Turn the material, from its beginning through the line containing "[0, 655, 145, 695]", into a Markdown table with the columns Row and Text, numbering each line and skipping blank ones. Leave the pictures out.

─── DATASET RECORDS ───

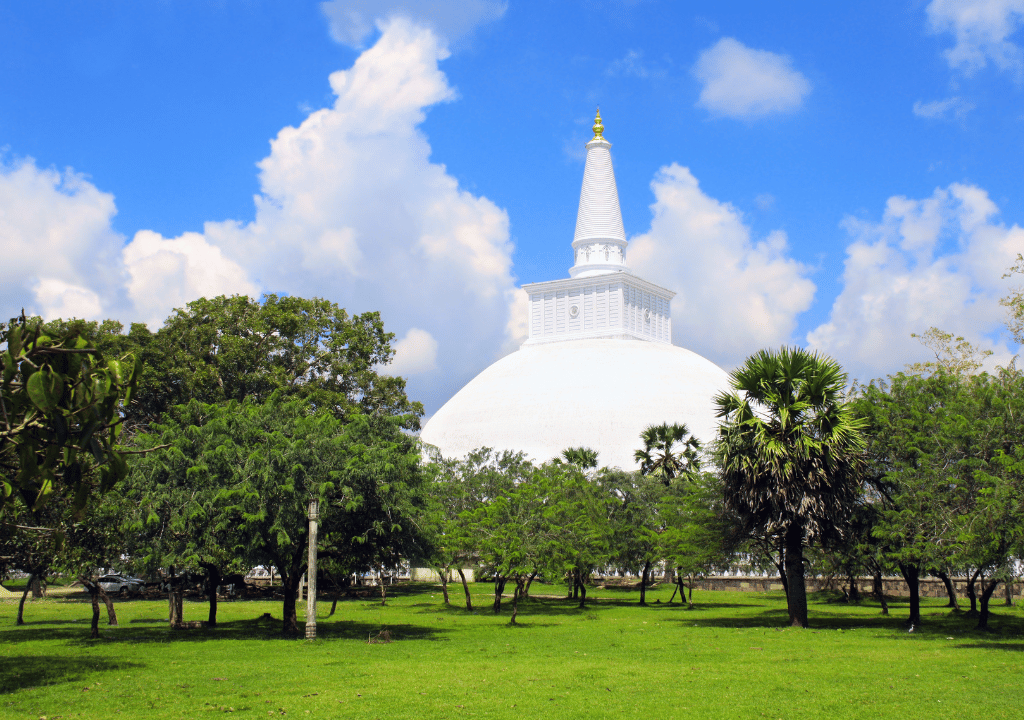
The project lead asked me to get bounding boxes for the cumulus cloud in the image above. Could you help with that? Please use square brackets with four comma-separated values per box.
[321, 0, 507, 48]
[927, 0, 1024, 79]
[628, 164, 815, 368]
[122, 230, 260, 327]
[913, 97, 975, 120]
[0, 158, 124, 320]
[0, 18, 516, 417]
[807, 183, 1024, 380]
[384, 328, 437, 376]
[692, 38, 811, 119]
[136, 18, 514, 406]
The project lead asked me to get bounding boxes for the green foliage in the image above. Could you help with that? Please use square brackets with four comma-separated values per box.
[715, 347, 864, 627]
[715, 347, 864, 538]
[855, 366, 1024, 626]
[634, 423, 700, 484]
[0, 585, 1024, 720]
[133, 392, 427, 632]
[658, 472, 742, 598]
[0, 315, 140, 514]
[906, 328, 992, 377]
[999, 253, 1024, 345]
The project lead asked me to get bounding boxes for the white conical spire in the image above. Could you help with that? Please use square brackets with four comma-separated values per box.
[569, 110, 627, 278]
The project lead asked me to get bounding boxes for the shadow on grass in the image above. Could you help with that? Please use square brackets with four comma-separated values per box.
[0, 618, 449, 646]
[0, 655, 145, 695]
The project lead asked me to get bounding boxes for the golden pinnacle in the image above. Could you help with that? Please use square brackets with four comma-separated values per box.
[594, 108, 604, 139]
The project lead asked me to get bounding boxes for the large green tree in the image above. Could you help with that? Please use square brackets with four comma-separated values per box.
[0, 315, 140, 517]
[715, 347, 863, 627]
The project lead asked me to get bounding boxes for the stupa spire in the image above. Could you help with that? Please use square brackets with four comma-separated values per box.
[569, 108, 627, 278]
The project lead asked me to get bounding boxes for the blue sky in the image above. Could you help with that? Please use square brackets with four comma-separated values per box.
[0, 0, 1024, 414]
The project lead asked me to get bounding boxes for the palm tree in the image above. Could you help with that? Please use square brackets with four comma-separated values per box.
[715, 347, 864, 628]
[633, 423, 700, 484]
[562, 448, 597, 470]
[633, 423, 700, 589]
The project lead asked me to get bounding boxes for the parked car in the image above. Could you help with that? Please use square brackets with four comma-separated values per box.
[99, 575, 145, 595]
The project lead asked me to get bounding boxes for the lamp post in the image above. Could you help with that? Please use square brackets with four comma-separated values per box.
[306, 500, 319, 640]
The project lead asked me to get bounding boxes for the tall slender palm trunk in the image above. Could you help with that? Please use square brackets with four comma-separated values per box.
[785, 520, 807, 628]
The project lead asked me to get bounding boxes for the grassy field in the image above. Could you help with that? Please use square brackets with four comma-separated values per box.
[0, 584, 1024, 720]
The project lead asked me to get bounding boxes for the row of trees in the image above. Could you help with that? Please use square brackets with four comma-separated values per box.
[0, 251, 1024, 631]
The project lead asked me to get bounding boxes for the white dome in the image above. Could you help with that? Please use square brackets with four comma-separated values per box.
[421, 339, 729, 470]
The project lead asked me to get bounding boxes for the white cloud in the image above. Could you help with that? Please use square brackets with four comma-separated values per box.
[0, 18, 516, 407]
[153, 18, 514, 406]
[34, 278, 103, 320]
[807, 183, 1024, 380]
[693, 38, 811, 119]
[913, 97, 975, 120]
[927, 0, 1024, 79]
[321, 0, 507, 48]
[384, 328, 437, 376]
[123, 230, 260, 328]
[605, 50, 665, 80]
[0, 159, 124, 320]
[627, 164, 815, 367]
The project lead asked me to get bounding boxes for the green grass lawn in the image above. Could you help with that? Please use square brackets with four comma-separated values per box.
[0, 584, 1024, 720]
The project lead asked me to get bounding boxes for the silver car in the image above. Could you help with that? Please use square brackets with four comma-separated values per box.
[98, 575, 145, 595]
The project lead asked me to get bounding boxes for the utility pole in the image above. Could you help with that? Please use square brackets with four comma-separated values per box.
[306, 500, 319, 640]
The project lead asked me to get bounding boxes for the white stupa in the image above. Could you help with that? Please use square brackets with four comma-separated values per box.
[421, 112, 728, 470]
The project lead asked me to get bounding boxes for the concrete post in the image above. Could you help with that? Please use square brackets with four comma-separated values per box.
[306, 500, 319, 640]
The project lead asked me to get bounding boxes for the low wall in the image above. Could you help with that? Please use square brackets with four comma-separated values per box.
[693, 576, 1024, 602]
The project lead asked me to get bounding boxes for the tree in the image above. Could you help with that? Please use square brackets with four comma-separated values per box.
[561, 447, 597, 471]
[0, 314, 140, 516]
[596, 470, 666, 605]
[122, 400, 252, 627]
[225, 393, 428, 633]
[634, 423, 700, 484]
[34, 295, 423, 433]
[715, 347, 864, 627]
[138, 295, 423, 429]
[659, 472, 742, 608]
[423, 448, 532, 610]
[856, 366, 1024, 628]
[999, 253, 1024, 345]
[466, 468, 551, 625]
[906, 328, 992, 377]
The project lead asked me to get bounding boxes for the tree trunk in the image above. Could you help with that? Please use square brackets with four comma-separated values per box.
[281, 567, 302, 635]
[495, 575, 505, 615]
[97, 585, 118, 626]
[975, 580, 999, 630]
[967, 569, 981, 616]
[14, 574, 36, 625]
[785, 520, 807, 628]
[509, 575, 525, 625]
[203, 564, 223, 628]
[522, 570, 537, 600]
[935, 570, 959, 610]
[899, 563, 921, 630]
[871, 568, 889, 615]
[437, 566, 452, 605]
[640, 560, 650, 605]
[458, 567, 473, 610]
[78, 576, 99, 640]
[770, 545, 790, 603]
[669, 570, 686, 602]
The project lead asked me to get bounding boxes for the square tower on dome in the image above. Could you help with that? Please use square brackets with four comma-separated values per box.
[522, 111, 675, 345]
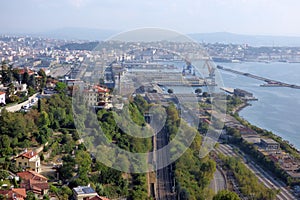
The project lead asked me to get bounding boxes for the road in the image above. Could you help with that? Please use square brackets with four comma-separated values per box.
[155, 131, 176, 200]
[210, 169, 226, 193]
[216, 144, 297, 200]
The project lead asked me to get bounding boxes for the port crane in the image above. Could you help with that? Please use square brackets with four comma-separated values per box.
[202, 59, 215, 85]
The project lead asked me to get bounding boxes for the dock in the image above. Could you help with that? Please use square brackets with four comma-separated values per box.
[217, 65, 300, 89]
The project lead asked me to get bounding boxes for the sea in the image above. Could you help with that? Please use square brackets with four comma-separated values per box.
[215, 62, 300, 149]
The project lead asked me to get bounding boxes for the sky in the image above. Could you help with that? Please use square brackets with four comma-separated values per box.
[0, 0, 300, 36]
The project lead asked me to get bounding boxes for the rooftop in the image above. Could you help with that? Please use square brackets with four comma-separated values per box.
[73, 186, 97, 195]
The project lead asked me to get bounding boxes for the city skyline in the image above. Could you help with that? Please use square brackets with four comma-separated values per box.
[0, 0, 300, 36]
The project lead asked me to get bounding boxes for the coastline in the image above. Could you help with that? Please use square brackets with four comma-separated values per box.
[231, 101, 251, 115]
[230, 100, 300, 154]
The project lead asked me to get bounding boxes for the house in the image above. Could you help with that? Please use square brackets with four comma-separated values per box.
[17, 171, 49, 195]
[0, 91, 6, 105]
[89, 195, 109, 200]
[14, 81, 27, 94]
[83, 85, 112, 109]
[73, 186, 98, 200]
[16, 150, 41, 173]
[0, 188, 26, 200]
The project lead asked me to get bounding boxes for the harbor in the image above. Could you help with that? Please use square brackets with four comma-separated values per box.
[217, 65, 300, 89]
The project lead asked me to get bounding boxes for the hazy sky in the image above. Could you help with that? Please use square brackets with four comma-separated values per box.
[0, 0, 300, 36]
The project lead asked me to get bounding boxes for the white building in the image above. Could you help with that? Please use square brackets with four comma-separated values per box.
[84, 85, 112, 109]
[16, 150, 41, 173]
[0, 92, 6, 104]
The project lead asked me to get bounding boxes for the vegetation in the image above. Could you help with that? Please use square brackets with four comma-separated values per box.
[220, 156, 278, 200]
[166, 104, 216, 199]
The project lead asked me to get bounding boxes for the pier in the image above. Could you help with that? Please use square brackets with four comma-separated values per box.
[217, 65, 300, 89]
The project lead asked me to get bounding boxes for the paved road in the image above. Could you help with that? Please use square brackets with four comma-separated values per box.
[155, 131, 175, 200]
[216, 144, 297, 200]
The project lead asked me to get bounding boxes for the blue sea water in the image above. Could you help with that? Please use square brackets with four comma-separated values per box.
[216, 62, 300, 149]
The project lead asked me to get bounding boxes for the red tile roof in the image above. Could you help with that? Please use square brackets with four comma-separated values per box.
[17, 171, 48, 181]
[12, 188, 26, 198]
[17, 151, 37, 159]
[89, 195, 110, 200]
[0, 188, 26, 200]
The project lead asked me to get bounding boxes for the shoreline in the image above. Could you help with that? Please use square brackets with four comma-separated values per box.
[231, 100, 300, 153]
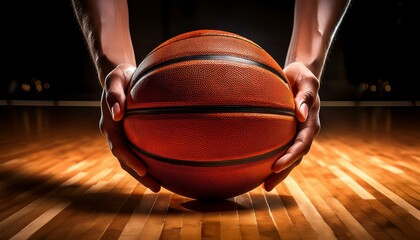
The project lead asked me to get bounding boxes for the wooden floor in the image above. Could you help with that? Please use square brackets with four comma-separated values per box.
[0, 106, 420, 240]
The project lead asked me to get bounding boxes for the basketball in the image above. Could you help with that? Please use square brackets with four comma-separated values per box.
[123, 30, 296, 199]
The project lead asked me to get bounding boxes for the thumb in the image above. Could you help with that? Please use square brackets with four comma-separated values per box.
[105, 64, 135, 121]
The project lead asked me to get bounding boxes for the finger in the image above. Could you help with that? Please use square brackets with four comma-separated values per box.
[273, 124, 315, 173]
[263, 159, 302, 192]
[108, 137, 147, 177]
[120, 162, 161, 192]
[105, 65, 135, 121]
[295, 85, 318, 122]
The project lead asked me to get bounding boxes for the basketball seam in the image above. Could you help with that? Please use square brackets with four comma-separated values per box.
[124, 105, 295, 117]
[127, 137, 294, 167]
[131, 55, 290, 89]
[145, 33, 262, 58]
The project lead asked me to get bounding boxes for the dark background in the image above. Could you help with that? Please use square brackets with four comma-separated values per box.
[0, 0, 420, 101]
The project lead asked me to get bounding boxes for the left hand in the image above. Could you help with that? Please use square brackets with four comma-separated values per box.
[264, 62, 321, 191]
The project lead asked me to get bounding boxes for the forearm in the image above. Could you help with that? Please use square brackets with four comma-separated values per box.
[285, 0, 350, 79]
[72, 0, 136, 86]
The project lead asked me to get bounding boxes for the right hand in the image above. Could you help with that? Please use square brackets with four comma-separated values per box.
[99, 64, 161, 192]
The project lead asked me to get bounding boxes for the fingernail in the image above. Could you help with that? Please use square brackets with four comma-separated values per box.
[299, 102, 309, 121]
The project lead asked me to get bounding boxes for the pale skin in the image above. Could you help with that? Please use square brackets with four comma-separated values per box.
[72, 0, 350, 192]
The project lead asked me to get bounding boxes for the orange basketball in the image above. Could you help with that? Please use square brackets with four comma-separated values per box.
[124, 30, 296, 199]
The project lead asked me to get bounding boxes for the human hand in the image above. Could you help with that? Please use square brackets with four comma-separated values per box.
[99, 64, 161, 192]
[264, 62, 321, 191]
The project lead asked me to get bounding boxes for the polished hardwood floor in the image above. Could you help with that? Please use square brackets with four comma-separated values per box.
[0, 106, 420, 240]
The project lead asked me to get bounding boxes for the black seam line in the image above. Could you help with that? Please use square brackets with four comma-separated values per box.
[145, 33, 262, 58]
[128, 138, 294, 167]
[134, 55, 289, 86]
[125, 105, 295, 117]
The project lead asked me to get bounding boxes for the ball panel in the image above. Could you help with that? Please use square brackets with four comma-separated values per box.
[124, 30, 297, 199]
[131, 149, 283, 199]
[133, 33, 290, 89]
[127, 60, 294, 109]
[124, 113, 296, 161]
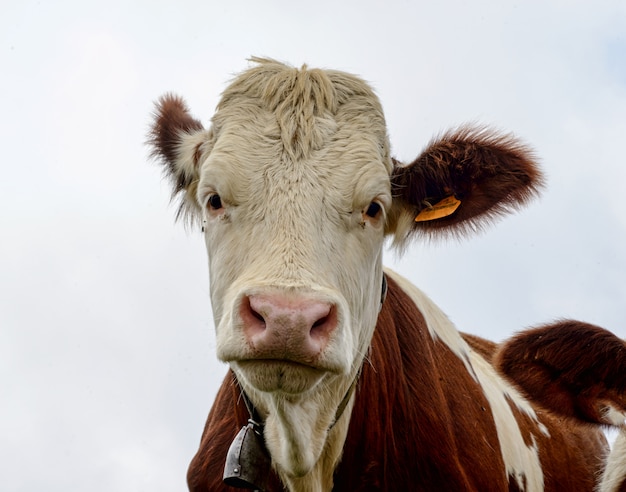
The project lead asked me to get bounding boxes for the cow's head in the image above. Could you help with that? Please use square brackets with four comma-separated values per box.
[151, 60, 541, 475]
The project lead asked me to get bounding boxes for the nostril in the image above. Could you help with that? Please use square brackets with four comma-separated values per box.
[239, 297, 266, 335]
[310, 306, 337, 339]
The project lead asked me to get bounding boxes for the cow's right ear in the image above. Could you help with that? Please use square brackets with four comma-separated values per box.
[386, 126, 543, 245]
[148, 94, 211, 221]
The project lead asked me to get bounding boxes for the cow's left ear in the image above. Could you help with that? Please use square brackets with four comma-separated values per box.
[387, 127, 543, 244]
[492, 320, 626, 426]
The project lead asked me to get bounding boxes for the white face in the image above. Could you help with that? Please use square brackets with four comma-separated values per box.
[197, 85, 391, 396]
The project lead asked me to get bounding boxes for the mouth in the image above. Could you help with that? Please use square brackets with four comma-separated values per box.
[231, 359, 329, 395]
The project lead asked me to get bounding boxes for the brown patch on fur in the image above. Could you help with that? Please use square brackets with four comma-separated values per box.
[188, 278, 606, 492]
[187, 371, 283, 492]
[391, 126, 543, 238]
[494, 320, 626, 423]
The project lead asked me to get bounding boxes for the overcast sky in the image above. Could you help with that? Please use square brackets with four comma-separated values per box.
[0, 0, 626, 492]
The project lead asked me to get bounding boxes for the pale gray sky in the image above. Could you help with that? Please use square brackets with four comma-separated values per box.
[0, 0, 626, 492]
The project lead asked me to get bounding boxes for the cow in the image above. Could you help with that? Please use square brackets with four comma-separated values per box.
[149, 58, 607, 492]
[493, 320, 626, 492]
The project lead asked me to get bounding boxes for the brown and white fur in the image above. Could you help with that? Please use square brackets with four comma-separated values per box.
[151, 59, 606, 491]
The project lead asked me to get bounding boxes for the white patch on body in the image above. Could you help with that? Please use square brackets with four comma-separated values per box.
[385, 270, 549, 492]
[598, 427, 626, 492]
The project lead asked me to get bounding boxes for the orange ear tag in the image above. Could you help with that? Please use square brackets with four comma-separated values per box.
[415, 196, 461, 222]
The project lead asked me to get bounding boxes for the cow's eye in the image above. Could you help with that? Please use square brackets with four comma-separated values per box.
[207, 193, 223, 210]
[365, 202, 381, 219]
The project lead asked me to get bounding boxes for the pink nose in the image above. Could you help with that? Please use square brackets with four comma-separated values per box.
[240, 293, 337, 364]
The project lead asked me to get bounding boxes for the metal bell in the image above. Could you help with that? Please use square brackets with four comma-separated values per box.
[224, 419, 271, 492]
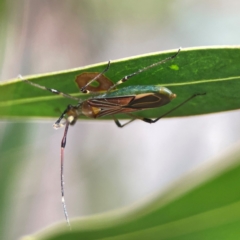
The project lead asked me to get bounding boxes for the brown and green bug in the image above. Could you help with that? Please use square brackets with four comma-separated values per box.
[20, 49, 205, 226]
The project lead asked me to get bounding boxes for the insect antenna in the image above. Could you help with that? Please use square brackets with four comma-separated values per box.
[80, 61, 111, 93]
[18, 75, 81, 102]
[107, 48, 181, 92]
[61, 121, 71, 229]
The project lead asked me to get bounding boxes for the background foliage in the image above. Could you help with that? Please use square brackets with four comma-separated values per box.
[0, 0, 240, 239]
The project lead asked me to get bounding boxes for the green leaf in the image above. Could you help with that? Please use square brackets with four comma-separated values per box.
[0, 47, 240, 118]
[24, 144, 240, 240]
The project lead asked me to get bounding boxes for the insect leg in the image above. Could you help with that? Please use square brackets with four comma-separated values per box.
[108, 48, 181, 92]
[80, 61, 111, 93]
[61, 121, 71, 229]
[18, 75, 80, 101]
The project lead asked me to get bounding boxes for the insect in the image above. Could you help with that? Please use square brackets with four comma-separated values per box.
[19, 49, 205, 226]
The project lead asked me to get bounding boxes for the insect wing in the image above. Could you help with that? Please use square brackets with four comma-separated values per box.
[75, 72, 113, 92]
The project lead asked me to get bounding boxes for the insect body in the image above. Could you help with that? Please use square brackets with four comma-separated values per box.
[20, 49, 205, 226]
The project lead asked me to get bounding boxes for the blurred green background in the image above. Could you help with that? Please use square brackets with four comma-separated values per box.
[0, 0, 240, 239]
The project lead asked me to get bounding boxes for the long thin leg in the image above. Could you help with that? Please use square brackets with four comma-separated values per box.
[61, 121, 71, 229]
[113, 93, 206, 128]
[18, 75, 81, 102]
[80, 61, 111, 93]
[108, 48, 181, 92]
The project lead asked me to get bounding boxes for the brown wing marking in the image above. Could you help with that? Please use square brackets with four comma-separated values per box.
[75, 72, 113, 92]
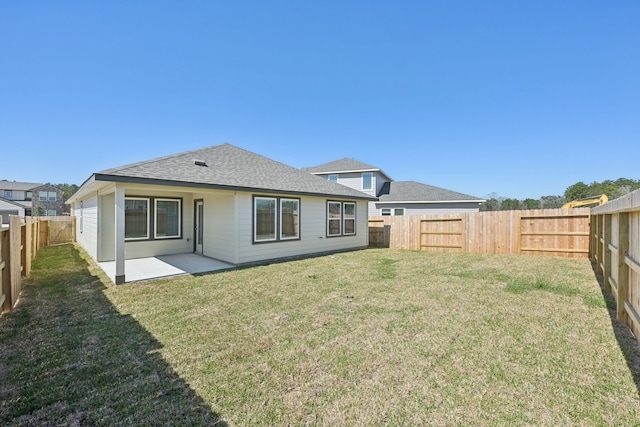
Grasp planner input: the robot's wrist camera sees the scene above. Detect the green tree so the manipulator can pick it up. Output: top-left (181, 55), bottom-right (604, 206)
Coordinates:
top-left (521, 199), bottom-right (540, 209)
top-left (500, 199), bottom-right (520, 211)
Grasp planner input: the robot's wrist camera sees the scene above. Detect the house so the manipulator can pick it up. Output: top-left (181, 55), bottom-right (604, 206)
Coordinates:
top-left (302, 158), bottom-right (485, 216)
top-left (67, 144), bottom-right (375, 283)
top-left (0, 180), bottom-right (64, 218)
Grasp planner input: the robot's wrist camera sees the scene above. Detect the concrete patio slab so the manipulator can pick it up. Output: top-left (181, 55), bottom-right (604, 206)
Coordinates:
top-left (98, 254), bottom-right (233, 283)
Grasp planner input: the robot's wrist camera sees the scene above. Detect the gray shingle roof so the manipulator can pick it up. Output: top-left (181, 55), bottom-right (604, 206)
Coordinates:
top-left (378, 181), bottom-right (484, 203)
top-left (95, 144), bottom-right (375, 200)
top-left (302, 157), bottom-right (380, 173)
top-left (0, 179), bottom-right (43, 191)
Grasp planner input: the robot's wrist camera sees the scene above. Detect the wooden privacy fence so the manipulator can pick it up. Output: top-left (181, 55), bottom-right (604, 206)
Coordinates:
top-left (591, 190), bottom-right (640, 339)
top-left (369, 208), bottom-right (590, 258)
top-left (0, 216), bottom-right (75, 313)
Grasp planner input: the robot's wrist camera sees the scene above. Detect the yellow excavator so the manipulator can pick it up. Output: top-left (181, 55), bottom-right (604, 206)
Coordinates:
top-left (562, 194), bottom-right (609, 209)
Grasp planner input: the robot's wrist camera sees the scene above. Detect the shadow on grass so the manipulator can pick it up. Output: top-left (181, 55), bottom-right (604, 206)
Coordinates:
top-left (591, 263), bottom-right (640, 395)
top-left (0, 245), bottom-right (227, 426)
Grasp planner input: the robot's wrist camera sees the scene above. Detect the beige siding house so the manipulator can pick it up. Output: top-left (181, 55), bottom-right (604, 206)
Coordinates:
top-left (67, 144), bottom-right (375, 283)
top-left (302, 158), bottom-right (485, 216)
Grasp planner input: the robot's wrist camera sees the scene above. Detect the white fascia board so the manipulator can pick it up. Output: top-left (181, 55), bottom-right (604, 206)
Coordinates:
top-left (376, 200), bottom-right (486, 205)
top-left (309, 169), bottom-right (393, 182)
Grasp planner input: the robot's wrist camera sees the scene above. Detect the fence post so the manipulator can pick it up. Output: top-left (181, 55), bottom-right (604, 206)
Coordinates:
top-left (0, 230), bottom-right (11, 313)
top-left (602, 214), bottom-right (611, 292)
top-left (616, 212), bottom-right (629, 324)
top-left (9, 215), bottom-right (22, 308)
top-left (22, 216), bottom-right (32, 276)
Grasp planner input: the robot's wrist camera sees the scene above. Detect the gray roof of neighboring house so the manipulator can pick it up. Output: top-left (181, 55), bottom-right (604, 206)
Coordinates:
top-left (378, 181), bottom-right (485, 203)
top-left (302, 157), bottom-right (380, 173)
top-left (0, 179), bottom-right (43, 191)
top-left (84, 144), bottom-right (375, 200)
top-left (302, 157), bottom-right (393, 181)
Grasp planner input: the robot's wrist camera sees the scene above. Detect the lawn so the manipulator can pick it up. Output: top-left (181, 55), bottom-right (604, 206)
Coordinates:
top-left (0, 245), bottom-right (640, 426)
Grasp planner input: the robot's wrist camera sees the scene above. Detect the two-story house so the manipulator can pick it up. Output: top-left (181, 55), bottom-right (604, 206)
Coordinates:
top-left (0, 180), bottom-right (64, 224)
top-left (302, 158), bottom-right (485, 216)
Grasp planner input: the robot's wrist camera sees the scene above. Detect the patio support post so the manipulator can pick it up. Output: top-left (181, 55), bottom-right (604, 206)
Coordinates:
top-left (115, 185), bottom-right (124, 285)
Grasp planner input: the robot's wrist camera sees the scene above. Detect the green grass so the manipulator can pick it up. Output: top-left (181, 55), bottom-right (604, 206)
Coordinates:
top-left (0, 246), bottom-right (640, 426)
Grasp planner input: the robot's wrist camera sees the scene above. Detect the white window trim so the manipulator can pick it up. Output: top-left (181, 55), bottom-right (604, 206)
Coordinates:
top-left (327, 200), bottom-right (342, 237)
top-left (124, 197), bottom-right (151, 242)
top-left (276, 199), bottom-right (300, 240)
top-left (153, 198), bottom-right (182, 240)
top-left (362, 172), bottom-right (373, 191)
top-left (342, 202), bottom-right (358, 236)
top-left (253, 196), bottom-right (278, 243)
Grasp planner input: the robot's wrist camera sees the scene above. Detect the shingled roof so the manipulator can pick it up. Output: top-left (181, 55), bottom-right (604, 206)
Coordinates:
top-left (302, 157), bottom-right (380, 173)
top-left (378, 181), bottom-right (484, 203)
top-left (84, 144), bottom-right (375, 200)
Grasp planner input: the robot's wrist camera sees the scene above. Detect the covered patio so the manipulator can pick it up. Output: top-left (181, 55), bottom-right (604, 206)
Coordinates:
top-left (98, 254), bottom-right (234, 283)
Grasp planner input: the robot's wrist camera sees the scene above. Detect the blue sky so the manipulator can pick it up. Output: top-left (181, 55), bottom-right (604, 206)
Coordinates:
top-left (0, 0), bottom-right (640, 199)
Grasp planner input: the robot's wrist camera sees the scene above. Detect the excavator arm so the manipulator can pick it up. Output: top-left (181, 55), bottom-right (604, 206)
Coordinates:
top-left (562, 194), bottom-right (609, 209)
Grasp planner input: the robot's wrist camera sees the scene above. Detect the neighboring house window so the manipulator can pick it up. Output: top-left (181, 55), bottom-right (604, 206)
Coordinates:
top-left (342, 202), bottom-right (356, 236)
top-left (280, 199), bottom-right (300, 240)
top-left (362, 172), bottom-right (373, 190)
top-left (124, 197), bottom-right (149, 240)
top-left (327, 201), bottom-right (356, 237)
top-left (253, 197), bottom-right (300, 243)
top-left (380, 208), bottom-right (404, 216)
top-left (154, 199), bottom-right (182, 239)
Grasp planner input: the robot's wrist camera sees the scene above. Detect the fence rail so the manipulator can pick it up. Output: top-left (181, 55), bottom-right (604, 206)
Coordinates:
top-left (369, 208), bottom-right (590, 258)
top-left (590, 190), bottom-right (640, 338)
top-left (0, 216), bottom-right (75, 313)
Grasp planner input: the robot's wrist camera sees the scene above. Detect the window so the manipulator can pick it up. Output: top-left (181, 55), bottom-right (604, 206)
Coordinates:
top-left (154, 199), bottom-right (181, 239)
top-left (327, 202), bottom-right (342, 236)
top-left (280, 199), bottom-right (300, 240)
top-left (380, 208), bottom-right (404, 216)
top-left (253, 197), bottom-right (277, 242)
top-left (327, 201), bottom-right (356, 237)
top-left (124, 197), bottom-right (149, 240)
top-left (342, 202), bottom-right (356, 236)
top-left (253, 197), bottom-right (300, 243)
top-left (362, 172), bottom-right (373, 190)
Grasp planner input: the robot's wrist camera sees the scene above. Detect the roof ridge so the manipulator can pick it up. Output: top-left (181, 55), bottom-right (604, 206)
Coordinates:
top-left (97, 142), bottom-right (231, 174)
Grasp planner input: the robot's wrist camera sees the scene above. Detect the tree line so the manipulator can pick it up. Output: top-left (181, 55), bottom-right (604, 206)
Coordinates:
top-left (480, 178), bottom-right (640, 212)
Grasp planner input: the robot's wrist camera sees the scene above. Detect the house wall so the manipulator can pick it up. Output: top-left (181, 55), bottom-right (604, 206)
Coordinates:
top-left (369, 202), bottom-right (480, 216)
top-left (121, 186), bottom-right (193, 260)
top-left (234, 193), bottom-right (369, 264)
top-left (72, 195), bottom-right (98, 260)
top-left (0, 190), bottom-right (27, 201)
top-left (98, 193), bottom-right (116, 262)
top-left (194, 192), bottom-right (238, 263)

───

- ANSWER TO THIS EXERCISE:
| Row | Text |
|---|---|
| 1 | The project lead asked me to get bounding boxes for the cumulus cloud in the image above. Could you help with that? Please use square brackets with four comma-separated values per box. |
| 2 | [321, 0, 507, 48] |
| 3 | [927, 0, 1024, 79] |
| 4 | [628, 164, 815, 368] |
| 5 | [122, 230, 260, 327] |
| 6 | [913, 97, 975, 120] |
| 7 | [0, 158, 124, 320] |
| 8 | [0, 18, 516, 417] |
| 9 | [807, 183, 1024, 380] |
| 10 | [384, 328, 437, 376] |
| 11 | [692, 38, 811, 119] |
| 12 | [136, 18, 514, 406] |
| 13 | The project lead asked me to get bounding boxes for the green foliage in the image above. Could you help with that? Please use square brackets with four comma-separated values per box. |
| 14 | [715, 347, 864, 627] |
| 15 | [715, 347, 864, 538] |
| 16 | [855, 366, 1024, 626] |
| 17 | [634, 423, 700, 484] |
| 18 | [0, 585, 1024, 720] |
| 19 | [133, 392, 427, 632] |
| 20 | [658, 472, 742, 598] |
| 21 | [0, 315, 140, 514] |
| 22 | [906, 328, 992, 377] |
| 23 | [999, 253, 1024, 345] |
| 24 | The project lead asked me to get bounding boxes for the white conical spire in the image above. Could you help with that? Please use square brackets with four comma-separated values per box. |
| 25 | [569, 110, 627, 278] |
| 26 | The project lead asked me to get bounding boxes for the shadow on grass in the image above. Could you help with that? Please use square brackets with four comma-separated values per box. |
| 27 | [0, 618, 449, 646] |
| 28 | [0, 655, 145, 695] |